### PROBLEM DESCRIPTION
In the records below, some lines hold the word "white". Copy each of those lines.

### PROVIDED DATA
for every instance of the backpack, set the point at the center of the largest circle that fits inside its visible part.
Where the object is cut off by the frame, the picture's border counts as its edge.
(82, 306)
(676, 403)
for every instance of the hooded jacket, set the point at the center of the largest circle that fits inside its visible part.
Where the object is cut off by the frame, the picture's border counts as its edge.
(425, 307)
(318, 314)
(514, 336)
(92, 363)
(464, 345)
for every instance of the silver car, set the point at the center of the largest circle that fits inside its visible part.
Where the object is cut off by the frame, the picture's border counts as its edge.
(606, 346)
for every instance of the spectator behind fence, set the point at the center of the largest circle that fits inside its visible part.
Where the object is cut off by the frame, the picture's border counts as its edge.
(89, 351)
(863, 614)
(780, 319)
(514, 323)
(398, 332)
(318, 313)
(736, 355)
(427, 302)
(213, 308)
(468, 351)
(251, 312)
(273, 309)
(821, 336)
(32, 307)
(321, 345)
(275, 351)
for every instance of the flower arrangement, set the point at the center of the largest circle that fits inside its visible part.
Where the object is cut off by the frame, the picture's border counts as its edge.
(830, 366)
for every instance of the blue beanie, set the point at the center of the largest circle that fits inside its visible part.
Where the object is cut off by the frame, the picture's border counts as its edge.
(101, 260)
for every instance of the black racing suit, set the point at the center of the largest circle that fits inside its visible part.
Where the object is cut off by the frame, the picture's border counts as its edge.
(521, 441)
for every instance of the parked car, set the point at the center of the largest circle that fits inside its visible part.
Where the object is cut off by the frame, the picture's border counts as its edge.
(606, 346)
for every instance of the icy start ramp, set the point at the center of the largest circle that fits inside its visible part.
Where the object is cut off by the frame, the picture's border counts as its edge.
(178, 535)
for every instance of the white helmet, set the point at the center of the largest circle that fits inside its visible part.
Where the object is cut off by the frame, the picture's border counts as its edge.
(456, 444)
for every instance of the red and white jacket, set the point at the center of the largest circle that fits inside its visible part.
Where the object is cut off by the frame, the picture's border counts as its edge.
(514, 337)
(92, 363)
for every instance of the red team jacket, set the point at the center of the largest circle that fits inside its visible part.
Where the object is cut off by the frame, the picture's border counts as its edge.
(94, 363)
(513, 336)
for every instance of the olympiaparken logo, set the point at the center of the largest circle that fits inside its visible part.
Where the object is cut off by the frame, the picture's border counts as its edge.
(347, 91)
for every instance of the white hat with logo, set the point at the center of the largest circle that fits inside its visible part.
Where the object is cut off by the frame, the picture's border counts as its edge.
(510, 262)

### REPLY TO THE EXERCISE
for every instance of the white helmet, set the point at the center of the largest circle that fits inside its visible part.
for every instance of the red and white jacket, set the point at the center of the largest circle that fits inside its visible part.
for every instance of the white hat with logo, set the point at the center of the largest circle that fits inside its visible part.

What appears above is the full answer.